- Extracted data:
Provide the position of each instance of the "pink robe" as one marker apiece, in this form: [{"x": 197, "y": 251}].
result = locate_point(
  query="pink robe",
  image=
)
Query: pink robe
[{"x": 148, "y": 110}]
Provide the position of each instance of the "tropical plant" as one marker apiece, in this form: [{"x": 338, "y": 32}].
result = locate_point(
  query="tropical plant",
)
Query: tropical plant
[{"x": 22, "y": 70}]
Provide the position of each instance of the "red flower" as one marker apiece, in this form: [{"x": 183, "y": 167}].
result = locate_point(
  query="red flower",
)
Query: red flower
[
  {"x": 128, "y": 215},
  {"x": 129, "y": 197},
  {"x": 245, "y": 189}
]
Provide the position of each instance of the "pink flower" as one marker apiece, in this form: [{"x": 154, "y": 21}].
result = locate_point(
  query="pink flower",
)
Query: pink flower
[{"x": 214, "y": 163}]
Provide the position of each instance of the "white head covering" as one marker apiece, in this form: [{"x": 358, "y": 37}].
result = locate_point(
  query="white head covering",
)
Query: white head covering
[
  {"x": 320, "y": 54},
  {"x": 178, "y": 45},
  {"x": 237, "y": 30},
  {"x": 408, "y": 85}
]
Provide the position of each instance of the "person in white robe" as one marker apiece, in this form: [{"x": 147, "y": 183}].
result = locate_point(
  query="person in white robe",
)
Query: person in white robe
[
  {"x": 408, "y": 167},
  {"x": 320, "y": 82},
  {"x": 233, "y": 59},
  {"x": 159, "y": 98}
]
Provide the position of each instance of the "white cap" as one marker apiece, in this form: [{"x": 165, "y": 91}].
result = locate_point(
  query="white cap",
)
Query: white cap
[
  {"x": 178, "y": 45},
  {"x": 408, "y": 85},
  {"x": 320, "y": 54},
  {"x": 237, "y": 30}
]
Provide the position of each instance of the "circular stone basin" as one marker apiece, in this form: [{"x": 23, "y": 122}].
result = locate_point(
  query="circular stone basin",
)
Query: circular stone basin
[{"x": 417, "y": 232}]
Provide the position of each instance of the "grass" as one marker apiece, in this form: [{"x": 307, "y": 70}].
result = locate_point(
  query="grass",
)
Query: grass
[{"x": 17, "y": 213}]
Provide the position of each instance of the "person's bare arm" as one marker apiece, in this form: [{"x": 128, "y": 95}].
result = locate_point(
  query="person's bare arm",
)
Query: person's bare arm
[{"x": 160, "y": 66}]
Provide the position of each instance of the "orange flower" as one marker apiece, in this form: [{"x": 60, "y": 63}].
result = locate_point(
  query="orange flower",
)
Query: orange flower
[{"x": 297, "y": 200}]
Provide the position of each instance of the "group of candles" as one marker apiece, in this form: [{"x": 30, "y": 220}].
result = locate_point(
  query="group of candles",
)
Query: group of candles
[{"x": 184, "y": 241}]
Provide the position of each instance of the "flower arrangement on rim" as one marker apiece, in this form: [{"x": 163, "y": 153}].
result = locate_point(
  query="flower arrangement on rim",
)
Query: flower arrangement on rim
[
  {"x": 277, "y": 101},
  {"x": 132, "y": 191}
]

- Problem to solve:
Pick out every line of the rows above that contains the word "bare", and copy each one in full. Matching is case-sensitive.

- Solution to this task:
Provide the position of each instance of the "person's bare arm" as one marker apiece, in this form: [{"x": 128, "y": 95}].
  query="person's bare arm",
Query: person's bare arm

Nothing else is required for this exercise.